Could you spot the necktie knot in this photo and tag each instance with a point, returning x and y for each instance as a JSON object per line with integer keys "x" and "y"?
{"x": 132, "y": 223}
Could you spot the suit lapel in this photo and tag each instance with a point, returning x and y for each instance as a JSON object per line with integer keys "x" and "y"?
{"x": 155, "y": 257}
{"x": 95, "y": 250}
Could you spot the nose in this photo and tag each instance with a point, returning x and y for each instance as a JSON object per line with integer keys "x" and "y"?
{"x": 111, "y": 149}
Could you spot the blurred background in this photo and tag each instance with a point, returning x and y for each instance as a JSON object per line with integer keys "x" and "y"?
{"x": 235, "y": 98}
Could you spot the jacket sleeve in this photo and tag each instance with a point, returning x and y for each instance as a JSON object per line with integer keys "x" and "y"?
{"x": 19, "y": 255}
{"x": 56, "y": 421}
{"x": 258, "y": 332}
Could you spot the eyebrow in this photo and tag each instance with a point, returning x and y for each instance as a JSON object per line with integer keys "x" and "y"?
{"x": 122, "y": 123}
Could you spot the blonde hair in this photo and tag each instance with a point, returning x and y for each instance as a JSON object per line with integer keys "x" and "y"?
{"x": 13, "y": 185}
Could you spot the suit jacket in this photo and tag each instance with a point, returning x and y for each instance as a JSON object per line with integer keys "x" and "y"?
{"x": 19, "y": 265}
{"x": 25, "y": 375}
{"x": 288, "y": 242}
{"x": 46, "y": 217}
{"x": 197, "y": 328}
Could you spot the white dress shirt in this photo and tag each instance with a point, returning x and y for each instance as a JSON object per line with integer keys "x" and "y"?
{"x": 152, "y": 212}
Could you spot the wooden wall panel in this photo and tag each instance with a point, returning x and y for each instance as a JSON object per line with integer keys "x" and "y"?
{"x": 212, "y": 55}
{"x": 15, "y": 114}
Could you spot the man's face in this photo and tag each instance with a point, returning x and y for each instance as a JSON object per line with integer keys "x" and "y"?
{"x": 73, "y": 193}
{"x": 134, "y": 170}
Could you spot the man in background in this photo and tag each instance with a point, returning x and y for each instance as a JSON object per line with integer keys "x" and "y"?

### [WORK TO BE COMPLETED]
Output the material verbatim, including every line.

### [SOLUTION]
Could you spot the necktie knot in this photo and tag each instance with a point, returning x and y for each instance as a JSON object per line with integer keys "x" and "y"?
{"x": 132, "y": 223}
Could you spot the suit lapel in this photo and tag each instance with a point, returning x and y for each instance as a JSON object per line with integer keys "x" and "y"?
{"x": 155, "y": 257}
{"x": 95, "y": 250}
Could you spot the nose in this photo and tag each instance with a point, returning x and y for each instance as a JSON object per line with integer keys "x" and "y"?
{"x": 111, "y": 149}
Could you spot the blurred background in this photo and tag each instance with a point, returning x and y for each instance as a JSON object per line with integer keys "x" and "y"?
{"x": 235, "y": 98}
Could you spot the jacket sleeve in this photo and tag each instance with a point, returning x and y for each instance as a JSON object per line with integer keys "x" and "y"?
{"x": 19, "y": 255}
{"x": 56, "y": 421}
{"x": 258, "y": 332}
Could you spot the eyebrow in this photo and tag each instance with a point, returning x and y for each instance as a JSON object per line with integer keys "x" and "y"?
{"x": 122, "y": 123}
Could you spot the blonde hair in this photo and tag each instance with a point, returning x and y for each instance as a JSON object per line with integer keys "x" and "y"?
{"x": 13, "y": 185}
Could you spot the suit jacket in this photo and tag each instance with a point, returning x and y for each instance as a JSON object per line with integer keys "x" and "y"?
{"x": 19, "y": 265}
{"x": 25, "y": 375}
{"x": 288, "y": 242}
{"x": 46, "y": 217}
{"x": 197, "y": 328}
Could you spot the white dress shirt in this photo and tag each instance with a point, returning x and y for each instance as a JSON object per line with integer keys "x" and "y"?
{"x": 152, "y": 212}
Could you spot the wooden wall panel in this photo and tag each instance with a point, returning x and y for each instance as a JSON object per line with integer keys "x" and "y"?
{"x": 212, "y": 55}
{"x": 15, "y": 114}
Could you spot the man's face in this photo and tag each instance with a point, returning x and y for each instance as a JSON object per line with integer keys "x" and "y"?
{"x": 73, "y": 193}
{"x": 134, "y": 170}
Could you spot the man in background in this photo and tag each instance with a point, returning x and y for each instance as a JSON object per line with integer keys "x" and "y"?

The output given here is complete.